Records from a data collection:

* * * * * * *

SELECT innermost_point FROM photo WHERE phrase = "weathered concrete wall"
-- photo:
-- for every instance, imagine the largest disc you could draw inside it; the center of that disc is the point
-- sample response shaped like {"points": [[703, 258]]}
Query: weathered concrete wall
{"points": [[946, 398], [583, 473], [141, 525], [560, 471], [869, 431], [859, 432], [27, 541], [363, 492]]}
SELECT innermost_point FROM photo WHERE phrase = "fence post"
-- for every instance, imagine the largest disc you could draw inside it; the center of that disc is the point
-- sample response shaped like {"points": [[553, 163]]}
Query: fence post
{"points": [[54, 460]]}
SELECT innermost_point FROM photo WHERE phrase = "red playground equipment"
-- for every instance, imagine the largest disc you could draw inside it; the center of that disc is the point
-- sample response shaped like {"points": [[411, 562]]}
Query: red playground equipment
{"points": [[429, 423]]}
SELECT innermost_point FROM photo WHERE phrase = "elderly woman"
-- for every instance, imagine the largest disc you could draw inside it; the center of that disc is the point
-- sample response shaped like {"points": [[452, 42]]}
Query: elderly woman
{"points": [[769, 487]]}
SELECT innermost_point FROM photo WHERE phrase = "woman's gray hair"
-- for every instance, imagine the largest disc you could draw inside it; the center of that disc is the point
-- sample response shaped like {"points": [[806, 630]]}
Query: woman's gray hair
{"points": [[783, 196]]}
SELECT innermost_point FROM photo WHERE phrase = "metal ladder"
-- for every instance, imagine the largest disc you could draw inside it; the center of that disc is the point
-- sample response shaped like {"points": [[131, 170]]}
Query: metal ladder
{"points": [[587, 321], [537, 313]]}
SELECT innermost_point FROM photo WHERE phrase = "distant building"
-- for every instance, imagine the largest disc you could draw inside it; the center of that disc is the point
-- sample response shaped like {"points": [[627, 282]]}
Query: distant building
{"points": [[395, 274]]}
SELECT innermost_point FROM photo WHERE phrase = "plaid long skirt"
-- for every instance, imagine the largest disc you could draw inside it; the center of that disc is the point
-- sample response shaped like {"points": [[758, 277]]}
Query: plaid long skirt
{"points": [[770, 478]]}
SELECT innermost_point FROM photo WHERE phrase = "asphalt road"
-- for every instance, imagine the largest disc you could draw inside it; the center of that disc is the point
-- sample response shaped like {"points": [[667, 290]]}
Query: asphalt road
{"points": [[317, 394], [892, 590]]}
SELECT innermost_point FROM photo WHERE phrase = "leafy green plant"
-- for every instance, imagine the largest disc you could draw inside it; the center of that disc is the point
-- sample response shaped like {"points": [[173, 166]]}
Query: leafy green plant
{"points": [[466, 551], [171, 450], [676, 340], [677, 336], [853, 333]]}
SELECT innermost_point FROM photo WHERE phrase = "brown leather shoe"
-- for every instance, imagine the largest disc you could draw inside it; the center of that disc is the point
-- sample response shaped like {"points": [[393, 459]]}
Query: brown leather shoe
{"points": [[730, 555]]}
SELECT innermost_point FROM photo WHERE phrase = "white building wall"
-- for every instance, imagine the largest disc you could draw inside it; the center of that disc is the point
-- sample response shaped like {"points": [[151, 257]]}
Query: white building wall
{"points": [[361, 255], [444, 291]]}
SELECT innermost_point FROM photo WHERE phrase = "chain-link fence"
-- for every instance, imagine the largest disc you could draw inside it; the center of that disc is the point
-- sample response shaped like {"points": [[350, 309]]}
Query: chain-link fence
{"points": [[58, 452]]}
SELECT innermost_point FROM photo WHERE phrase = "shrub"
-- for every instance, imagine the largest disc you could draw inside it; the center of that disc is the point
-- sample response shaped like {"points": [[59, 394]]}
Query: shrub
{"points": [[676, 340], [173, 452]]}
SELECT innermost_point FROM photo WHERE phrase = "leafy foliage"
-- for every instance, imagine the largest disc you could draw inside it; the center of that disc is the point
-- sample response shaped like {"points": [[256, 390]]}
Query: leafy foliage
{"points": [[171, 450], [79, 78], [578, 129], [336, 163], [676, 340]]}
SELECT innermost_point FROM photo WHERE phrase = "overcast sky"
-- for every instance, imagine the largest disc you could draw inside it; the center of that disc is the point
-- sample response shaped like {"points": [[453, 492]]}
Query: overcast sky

* * * * * * *

• [What you should do]
Write out a word-for-word copy of every entry above.

• [Exercise response]
SELECT innermost_point FROM photo WHERE phrase = "weathered concrete wall"
-- photo:
-- for every instance, imagine the largest disc you could draw inside it; the center of that disc is the point
-- sample response shaped like {"points": [[703, 258]]}
Query: weathered concrete wall
{"points": [[946, 398], [583, 473], [141, 525], [560, 471], [869, 431], [859, 432], [27, 541], [363, 492]]}
SELECT innermost_point FROM photo WHERE phrase = "fence post"
-- for every instance, imagine the largest disc you could draw inside it; the center of that disc is the point
-- sample response shaped like {"points": [[553, 163]]}
Query: fence post
{"points": [[54, 460]]}
SELECT innermost_point FROM photo WHERE phrase = "red playground equipment"
-- for every instance, imagine the largest disc you could draw inside it; the center of that disc is the point
-- sample response shaped like {"points": [[411, 562]]}
Query: red playground equipment
{"points": [[429, 423]]}
SELECT innermost_point FROM photo WHERE phrase = "elderly woman"
-- for every instance, imagine the largest disc you could draw inside it; the center of that disc is the point
-- sample response shaped like {"points": [[452, 42]]}
Query: elderly woman
{"points": [[769, 487]]}
SELECT innermost_point FROM photo WHERE phrase = "woman's gray hair"
-- for every instance, imagine the largest disc you could draw inside it; the center of that disc is the point
-- sample response shaped like {"points": [[806, 630]]}
Query: woman's gray hair
{"points": [[783, 196]]}
SELECT innermost_point FROM photo WHERE phrase = "metal ladder"
-- for every instance, imagine the largest disc you could draw inside it; the center of that disc is the point
-- sample response shaped like {"points": [[131, 170]]}
Query: metal ladder
{"points": [[587, 321], [537, 313]]}
SELECT innermost_point FROM photo WHERE phrase = "distant building"
-- for every instance, imagine the largest disc you could draw inside it; the center of that disc is the point
-- sample response shaped like {"points": [[627, 282]]}
Query: distant building
{"points": [[395, 274]]}
SELECT innermost_point FROM photo WHERE phrase = "plaid long skirt"
-- for every instance, imagine the largest disc you could draw inside it; the center of that disc is the point
-- sample response shaped like {"points": [[758, 277]]}
Query: plaid long skirt
{"points": [[770, 478]]}
SELECT innermost_point FROM photo WHERE phrase = "asphalt road"
-- for every instance, imagine the largest disc you could draw inside it; the center of that disc is the point
-- sample response shaped like {"points": [[667, 290]]}
Query: asphalt road
{"points": [[317, 394], [892, 590]]}
SELECT innermost_point FROM photo WHERE phrase = "leafy green plant"
-- for every instance, imagine the largest disc you could draw inside it; the center of that disc is the point
-- sample response shaped like {"points": [[173, 166]]}
Query: leafy green plant
{"points": [[466, 551], [171, 450], [676, 340], [677, 336], [853, 333]]}
SELECT innermost_point FROM photo WHERE phrase = "brown leather shoe"
-- for every instance, imagine the largest disc you could draw inside it; the center of that disc is the point
-- sample response shaped like {"points": [[393, 459]]}
Query: brown leather shoe
{"points": [[730, 555]]}
SELECT innermost_point FROM photo WHERE phrase = "white building wall"
-- for every instance, imagine the largest disc you could draw inside it; the center of that disc is the point
-- sample response shaped like {"points": [[151, 257]]}
Query: white building wall
{"points": [[361, 255], [444, 291]]}
SELECT innermost_point FROM photo WHERE phrase = "chain-link fence"
-- for every instance, imagine the largest disc you could draw inside it; the center of that disc is the point
-- sample response shaped like {"points": [[350, 309]]}
Query: chain-link fence
{"points": [[58, 452]]}
SELECT innermost_point FROM photo WHERE phrase = "shrub"
-- for every instance, imagine the largest disc you could draw inside it; the center of that disc is the point
-- sample response shaped like {"points": [[59, 394]]}
Query: shrub
{"points": [[676, 340], [173, 452]]}
SELECT innermost_point FROM photo WHERE phrase = "leafy foliage"
-- for every instance, imagine the largest disc you could draw inside it; the center of that disc is the point
-- sample response shaped like {"points": [[256, 390]]}
Query: leafy foliage
{"points": [[171, 450], [79, 78], [578, 129], [336, 163], [676, 340]]}
SELECT innermost_point FROM photo WHERE phrase = "overcast sky"
-- for every instance, imagine the largest disc you could draw inside it; the center of that disc is the point
-- sample response shaped like {"points": [[453, 492]]}
Query: overcast sky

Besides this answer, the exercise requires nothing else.